**What you are asked to do**
The lines to be set down run from the line containing "Can you find the flat" through the final line of the data below; print them exactly and print nothing else.

▼

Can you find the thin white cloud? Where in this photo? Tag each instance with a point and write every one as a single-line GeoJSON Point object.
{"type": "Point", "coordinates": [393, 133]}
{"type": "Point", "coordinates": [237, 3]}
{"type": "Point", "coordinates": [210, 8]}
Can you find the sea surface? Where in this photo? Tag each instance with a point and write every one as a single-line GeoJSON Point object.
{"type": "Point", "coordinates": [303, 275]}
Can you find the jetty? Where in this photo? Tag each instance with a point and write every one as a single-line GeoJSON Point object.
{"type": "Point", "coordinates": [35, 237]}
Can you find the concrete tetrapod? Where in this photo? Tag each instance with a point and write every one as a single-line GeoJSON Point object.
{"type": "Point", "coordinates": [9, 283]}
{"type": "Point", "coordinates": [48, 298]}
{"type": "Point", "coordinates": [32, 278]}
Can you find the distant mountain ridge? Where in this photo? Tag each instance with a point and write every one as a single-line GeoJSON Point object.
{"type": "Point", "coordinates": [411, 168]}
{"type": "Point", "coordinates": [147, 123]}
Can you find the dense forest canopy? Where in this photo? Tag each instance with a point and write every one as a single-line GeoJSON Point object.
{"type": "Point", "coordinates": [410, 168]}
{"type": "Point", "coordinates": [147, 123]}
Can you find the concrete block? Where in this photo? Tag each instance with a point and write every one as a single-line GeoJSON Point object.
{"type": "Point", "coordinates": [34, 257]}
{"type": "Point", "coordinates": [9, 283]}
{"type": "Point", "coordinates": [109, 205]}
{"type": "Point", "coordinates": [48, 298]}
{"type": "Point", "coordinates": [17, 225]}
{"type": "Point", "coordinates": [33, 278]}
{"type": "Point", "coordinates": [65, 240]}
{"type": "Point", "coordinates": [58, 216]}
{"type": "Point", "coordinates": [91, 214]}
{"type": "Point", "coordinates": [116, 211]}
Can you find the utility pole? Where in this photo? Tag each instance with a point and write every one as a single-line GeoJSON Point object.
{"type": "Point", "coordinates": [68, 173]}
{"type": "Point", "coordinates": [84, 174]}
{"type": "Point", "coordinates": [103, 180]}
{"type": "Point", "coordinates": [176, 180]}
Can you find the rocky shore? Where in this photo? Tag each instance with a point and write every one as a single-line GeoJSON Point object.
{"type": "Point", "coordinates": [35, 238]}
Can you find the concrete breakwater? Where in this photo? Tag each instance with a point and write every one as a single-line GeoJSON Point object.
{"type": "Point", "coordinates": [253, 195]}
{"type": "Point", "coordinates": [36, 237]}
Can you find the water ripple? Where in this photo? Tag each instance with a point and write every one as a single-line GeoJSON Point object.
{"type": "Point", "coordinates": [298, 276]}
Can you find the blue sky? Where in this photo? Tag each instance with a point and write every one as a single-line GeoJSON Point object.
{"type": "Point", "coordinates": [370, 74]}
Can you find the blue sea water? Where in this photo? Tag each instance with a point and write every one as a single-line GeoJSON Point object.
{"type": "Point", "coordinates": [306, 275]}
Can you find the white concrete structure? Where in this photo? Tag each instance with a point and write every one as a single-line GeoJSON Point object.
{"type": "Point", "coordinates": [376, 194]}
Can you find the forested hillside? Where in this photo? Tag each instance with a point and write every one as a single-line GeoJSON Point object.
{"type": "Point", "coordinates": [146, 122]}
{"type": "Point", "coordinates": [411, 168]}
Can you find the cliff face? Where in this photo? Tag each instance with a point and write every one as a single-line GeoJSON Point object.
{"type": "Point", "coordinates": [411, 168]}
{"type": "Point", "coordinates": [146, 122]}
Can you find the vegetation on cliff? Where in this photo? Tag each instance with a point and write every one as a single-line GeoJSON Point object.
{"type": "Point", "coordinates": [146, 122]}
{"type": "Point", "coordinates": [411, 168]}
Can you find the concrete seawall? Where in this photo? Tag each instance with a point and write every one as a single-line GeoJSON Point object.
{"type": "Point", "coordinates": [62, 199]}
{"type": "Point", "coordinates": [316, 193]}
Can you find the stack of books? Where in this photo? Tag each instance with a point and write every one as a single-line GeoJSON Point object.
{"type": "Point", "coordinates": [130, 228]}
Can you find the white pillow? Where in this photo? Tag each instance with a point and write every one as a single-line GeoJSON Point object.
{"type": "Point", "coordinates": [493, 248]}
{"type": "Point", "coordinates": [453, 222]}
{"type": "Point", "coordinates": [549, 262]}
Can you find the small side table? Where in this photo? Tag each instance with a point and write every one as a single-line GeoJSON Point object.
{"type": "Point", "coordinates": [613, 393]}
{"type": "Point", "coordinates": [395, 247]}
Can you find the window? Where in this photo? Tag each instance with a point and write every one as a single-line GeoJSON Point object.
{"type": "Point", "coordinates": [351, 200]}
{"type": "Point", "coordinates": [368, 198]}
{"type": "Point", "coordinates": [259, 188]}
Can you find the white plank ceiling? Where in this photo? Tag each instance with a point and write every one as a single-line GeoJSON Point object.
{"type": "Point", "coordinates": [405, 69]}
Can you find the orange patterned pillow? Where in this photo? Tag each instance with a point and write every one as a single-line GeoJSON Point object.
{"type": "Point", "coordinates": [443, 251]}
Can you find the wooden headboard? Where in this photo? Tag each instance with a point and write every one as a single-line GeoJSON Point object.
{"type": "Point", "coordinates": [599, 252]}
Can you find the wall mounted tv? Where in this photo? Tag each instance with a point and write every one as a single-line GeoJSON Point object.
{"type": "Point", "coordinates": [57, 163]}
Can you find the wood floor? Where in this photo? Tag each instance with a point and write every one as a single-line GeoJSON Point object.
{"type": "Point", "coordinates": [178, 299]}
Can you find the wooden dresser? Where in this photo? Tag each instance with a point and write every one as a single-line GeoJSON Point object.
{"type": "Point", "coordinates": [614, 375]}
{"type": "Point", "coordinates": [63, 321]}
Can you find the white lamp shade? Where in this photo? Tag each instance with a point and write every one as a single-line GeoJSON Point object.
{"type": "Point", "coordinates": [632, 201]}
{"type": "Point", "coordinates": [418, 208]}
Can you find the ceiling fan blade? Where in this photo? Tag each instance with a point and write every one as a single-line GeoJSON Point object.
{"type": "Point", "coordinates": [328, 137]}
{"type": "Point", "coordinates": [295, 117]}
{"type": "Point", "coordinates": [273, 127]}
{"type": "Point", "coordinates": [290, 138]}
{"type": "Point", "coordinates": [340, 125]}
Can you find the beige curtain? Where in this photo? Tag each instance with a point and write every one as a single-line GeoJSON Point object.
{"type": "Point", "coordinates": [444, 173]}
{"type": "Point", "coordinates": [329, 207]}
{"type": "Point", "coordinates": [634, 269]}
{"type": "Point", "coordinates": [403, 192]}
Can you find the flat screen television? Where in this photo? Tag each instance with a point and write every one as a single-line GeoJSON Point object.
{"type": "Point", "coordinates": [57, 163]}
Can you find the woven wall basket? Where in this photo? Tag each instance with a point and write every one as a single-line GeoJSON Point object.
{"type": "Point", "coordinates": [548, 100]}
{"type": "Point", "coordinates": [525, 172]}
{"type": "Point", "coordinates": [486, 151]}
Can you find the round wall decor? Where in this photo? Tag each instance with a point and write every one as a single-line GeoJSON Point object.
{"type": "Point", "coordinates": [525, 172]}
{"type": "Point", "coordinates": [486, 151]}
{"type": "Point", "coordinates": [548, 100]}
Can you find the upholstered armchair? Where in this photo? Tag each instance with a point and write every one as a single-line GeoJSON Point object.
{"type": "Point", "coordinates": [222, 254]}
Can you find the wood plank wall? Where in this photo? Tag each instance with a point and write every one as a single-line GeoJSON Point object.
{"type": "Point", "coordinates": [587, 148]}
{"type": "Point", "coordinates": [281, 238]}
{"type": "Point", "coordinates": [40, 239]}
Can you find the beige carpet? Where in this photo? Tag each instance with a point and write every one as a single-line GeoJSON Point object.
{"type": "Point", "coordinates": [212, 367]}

▲

**Solution to this problem**
Can you find the flat screen television? Where in this photo? Tag each instance with a point and write every one as a single-line GeoJSON Point object.
{"type": "Point", "coordinates": [57, 163]}
Can you find the woven wall basket? Where in this photo? Tag each instance with a point and write every one as a single-line GeoJSON Point object.
{"type": "Point", "coordinates": [548, 100]}
{"type": "Point", "coordinates": [525, 172]}
{"type": "Point", "coordinates": [486, 151]}
Can you find the round wall decor? Where in this photo? Tag each instance with a point and write every one as a single-line GeoJSON Point object.
{"type": "Point", "coordinates": [525, 172]}
{"type": "Point", "coordinates": [486, 151]}
{"type": "Point", "coordinates": [548, 100]}
Can you find the upholstered armchair? Where in this photo? Tag each instance with a point and write every one as a single-line GeoJSON Point object.
{"type": "Point", "coordinates": [222, 254]}
Can you find the wood plank wall? Where in this photo? Tag each instance with a point and write every one as a single-line GeoJSON Point object.
{"type": "Point", "coordinates": [587, 148]}
{"type": "Point", "coordinates": [281, 238]}
{"type": "Point", "coordinates": [40, 239]}
Can you find the beige carpet? Where in this photo? Tag each instance with a point and write every one as a single-line GeoJSON Point object.
{"type": "Point", "coordinates": [212, 367]}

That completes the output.